** Excerpted passage **
Took an impromptu car trip from Toronto to Washington, DC (early 70's) with a g/f I worked with. Got stuck in a torrential downpour on the way, but made it. The weather was very hot, and some young men asked us if we were Quakers (we were dressed in black). They offered to show us around, but we politely declined. We were awed by the huge statue of Abraham Lincoln. Also shocked at the ghettos.

Another time, in the early 80's, I took a spur-of-the-moment trip out to Vancouver to stay with my brother and his partner, and her kids, for a week. They were both working, so I went walkabout every day, after dropping the youngest off at school in the mornings. I tend to like travelling and exploring on my own.


----------



## Paco Dennis (Apr 29, 2021)

I used to hitchhike in the late '60's. Had many very surprising rides, some a little dangerous. (drunks mainly).

Then when I was 34 I decided to fly to California to see my parents all of a sudden. I was on a roofing job and the temp was in the 90's and I was recently married, but just did it. It was great, but when I got back I paid the price. I hadn't got a soveneir for my wife and she was really pissed, and the roofing crew almost told me to take a flying leap for abandoning them on such short notice during a very difficult job.  Always some kind of Karma. I prefer to be a little impulsive rather than obsess about planning things. I guess it is best , like most things we do, is to do both.

** Given request A **
In the forum thread about impromptu trips, why did Paco Dennis pay the price after returning from California? Answer in one to three sentences.
The records are unrelated to the forum thread.

** Data in this exercise **
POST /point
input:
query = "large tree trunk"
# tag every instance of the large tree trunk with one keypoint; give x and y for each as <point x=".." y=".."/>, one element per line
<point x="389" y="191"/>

** Given request B **
Copy the record above word for word, line by line.

** Exercise solution A **
He hadn't gotten a souvenir for his wife, and she was really angry. The roofing crew was also upset and almost told him to take a flying leap because he had left them on short notice during a very difficult job.

** Exercise solution B **
POST /point
input:
query = "large tree trunk"
# tag every instance of the large tree trunk with one keypoint; give x and y for each as <point x=".." y=".."/>, one element per line
<point x="389" y="191"/>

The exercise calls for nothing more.